SUPPLIED ENTRIES
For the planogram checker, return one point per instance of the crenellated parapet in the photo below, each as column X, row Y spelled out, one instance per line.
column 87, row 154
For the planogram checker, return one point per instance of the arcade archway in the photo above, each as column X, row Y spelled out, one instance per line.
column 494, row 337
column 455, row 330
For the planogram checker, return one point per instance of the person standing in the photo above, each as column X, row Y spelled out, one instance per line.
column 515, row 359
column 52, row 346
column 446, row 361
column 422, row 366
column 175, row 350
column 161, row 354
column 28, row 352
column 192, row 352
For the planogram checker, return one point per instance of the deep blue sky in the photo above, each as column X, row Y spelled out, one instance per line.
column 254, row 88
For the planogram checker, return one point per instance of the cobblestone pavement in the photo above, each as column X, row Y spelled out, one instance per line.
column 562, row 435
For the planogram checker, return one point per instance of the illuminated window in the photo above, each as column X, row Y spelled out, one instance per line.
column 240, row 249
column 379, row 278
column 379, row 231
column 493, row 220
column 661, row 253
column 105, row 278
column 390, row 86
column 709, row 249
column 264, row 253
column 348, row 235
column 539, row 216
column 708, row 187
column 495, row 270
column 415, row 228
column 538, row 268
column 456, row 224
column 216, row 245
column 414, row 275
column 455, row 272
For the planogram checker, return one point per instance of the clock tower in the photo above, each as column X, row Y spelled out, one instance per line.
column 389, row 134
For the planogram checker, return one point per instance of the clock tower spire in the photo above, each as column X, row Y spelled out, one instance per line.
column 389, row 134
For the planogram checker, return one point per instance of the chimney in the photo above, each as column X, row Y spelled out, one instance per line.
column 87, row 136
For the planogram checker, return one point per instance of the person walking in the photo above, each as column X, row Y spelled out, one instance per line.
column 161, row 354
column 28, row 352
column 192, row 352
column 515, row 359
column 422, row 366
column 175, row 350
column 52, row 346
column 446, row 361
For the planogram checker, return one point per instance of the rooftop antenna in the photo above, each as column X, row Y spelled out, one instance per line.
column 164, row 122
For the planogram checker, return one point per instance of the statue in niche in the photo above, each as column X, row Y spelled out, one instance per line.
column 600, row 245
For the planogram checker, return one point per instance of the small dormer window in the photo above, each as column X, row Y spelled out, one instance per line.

AIM OF THE TASK
Make a numbered list of the lines, starting at the line that has "of the chimney" and stopping after the final line. Skip any blank lines.

CORRECT OUTPUT
1. For the planogram checker, return one point per instance of the chimney in the photo above, each as column X, row Y spelled out, one instance per line.
2. column 87, row 136
3. For the planogram checker, return one point per instance of the person walking in the photo above, each as column X, row Y spelled out, one instance per line.
4. column 161, row 354
5. column 28, row 352
6. column 192, row 352
7. column 515, row 359
8. column 422, row 366
9. column 175, row 350
10. column 52, row 346
11. column 446, row 361
12. For the planogram checker, return one point per instance of the rooftop antenna in the photo above, each as column X, row Y spelled out, one instance per line.
13. column 164, row 122
14. For the planogram checker, return one point per instance of the statue in niche in the photo above, each as column X, row Y spelled out, one instance per line.
15. column 600, row 245
16. For the planogram checker, return one point per instance of the small dormer window in the photo above, each as column X, row Y spelled out, one instance per line.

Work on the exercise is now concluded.